Segment Start: Supplied records

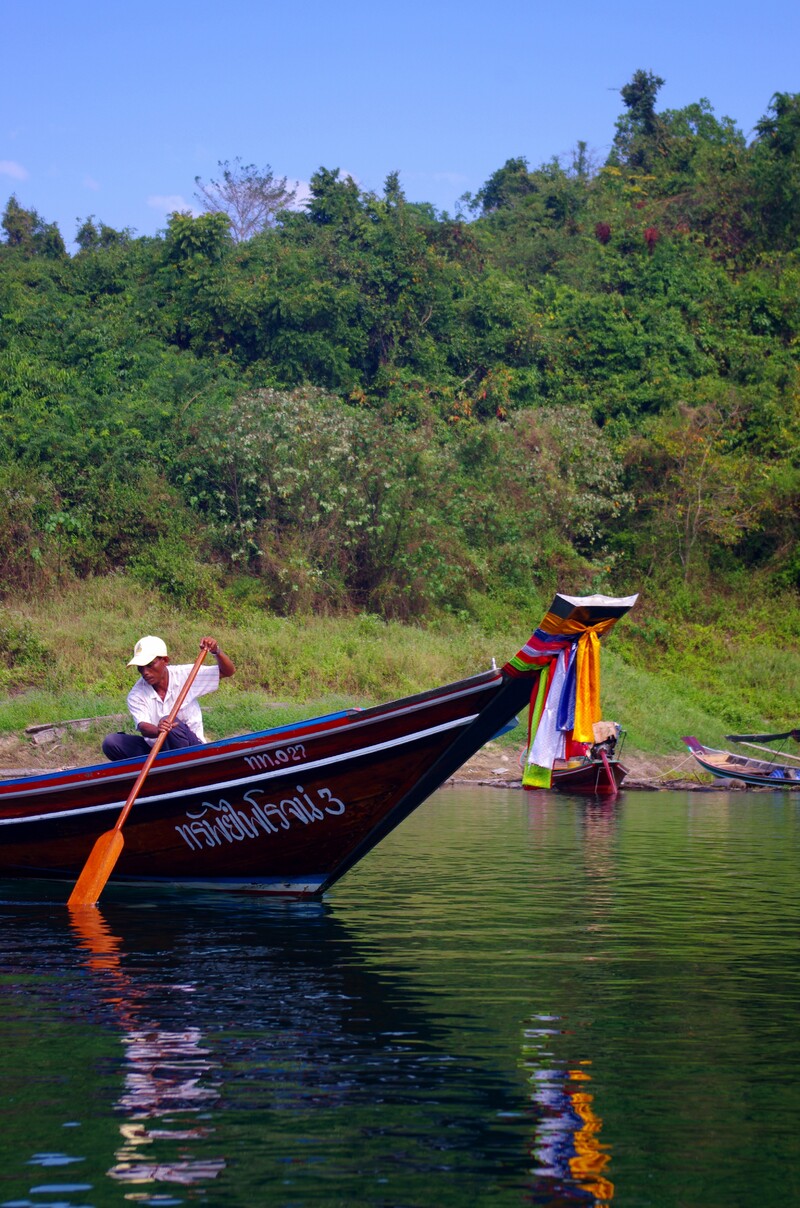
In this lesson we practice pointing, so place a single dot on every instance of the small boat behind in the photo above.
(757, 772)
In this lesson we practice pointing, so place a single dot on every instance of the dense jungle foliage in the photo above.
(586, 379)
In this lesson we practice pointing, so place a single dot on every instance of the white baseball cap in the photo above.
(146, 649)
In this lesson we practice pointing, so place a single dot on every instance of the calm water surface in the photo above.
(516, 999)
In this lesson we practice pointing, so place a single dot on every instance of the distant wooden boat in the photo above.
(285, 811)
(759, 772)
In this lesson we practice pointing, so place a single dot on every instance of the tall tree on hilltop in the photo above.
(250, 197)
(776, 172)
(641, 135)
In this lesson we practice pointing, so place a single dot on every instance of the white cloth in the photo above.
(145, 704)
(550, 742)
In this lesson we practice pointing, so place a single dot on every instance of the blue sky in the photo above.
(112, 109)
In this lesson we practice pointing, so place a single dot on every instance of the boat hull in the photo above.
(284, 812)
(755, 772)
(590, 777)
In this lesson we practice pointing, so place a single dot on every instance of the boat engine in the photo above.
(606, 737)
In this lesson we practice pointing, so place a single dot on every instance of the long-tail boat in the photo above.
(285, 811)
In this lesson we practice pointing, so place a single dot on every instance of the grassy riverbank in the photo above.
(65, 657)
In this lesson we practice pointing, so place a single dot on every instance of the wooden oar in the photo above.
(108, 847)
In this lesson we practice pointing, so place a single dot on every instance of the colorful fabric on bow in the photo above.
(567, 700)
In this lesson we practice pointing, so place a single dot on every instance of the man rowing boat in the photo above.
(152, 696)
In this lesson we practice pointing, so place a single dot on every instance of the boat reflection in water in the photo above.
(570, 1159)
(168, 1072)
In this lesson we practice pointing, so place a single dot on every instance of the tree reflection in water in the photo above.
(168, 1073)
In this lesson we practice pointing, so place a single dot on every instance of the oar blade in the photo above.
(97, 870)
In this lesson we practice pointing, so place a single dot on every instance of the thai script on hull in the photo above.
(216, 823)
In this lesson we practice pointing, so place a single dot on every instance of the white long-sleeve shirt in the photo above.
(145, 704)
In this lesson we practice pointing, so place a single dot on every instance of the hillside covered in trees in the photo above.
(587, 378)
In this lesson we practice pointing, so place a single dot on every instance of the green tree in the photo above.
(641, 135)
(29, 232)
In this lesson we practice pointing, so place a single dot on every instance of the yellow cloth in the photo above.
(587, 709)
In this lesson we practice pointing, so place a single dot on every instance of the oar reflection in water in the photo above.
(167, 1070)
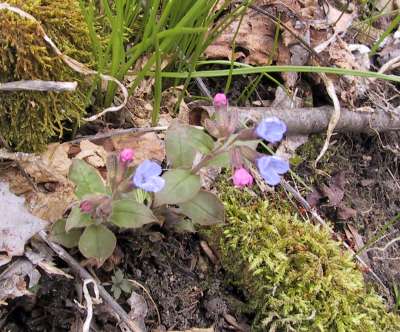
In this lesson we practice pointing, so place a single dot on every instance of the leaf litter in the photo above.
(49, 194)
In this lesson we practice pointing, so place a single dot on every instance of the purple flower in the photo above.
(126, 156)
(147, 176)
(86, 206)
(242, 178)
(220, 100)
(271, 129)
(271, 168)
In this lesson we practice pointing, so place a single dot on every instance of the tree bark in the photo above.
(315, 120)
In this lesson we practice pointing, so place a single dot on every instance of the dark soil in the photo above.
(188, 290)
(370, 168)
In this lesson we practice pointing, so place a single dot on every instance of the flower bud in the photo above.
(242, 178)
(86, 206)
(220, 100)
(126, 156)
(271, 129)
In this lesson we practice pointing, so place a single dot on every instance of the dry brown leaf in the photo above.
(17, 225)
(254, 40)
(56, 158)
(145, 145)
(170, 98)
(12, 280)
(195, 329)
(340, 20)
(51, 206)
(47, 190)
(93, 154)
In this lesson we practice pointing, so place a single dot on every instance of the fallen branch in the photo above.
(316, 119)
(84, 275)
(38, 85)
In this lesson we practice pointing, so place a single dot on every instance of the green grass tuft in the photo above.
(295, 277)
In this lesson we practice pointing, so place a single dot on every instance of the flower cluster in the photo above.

Segment End: Supplied records

■ **Aim of the task**
Exactness is what counts here: copy each entry as given and omit its pictures.

■ **Solution to the exercise**
In this lesson we practice pointing, so place a single dot on every instance of the small boat behind in the photo above.
(757, 772)
In this lesson we practice pointing, so place a single dot on every instance of the dense jungle foliage in the photo above.
(586, 379)
In this lesson we practice pointing, so place a single dot on every instance of the white baseball cap in the photo above.
(146, 649)
In this lesson we practice pointing, so place a single dot on every instance of the calm water surface in the photo above.
(516, 999)
In this lesson we practice pointing, so place a single dot on every instance of the distant wooden boat in the photo above.
(285, 811)
(759, 772)
In this lesson we practice pointing, so place a single dot on every instance of the tall tree on hilltop in the photo above.
(250, 197)
(776, 172)
(641, 135)
In this lesson we practice pointing, so place a single dot on every instance of the white cloth in the photo above.
(145, 704)
(550, 742)
In this lesson we practice pointing, so place a single dot on every instance of the blue sky in the photo above.
(112, 109)
In this lesson we practice pointing, so place a single dot on every instance of the boat hull in the photo above.
(284, 812)
(755, 772)
(590, 777)
In this lesson we practice pointing, so place a single dot on every instance of the boat engine in the photo above.
(606, 737)
In this lesson we practice pointing, so place a single dot on every instance of the long-tail boat in the photo above.
(285, 811)
In this lesson we practice pointing, so place a single dot on every instance of the grassy riverbank in the photo above.
(65, 657)
In this lesson we practice pointing, so place a single dot on every instance of the wooden oar in the photo above.
(108, 847)
In this lesson we practice pointing, so place a single dot on every instance of the colorful fabric on bow in the photo above.
(567, 700)
In this lesson we practice pointing, so place a single dot on every instance of the man rowing boat in the photo above.
(152, 696)
In this lesson we practice pointing, so place a single dot on every instance of the boat reflection in water in the photo above.
(570, 1159)
(168, 1072)
In this lesson we practice pointing, so place a single dot on every instance of the tree reflection in water in the photo above.
(168, 1073)
In this lesson we practice pointing, so place a single dot on every instance of the oar blade in the photo above.
(97, 870)
In this lesson we practice pointing, so place a single dot on every instance of the thai script on hull in the photo above.
(216, 823)
In this lesson we practice pointing, so place a single dot on every instance of the white long-sleeve shirt in the photo above.
(145, 704)
In this lesson we practice pointing, so place a single dot on every instance of the hillside covered in trees in the photo above.
(587, 378)
In this lesson we practice pointing, so place a single dot on every instance of the green tree in the photo above.
(641, 135)
(29, 232)
In this lesson we practice pointing, so place a single dot on every instance of the yellow cloth in the photo above.
(587, 709)
In this lesson we practice pointing, so place a single dot on every instance of the oar reflection in water in the photo above.
(167, 1070)
In this lesson we practice pointing, so place a single dot on every instance of the leaf litter in the photo above.
(49, 194)
In this lesson we practice pointing, so place a single dot on every instance of the purple flower in the photo above.
(126, 156)
(147, 176)
(86, 206)
(242, 178)
(220, 100)
(271, 129)
(271, 168)
In this lesson we practice pointing, so place a single dot on every instance of the tree bark in the photo above.
(315, 120)
In this lesson we practice pointing, so place a single dot on every instance of the dark soil in the photo above.
(188, 290)
(370, 168)
In this lesson we practice pointing, so place a single dot on every instance of the flower bud in the photo above.
(242, 178)
(86, 206)
(220, 100)
(126, 156)
(271, 129)
In this lesson we practice pointing, so place a single dot on every instance of the dry brown leaf in the photo above.
(17, 225)
(254, 40)
(56, 158)
(145, 145)
(170, 98)
(12, 280)
(195, 329)
(340, 20)
(51, 206)
(47, 190)
(93, 154)
In this lesson we practice pointing, so place a single dot on every instance of the fallen branch in the photo above.
(316, 119)
(84, 275)
(38, 85)
In this lesson we practice pointing, so place a single dot on every instance of the green grass tuft in the photo above.
(295, 277)
In this lesson we practice pointing, so place a single dot on every instance of the flower cluster in the photo above.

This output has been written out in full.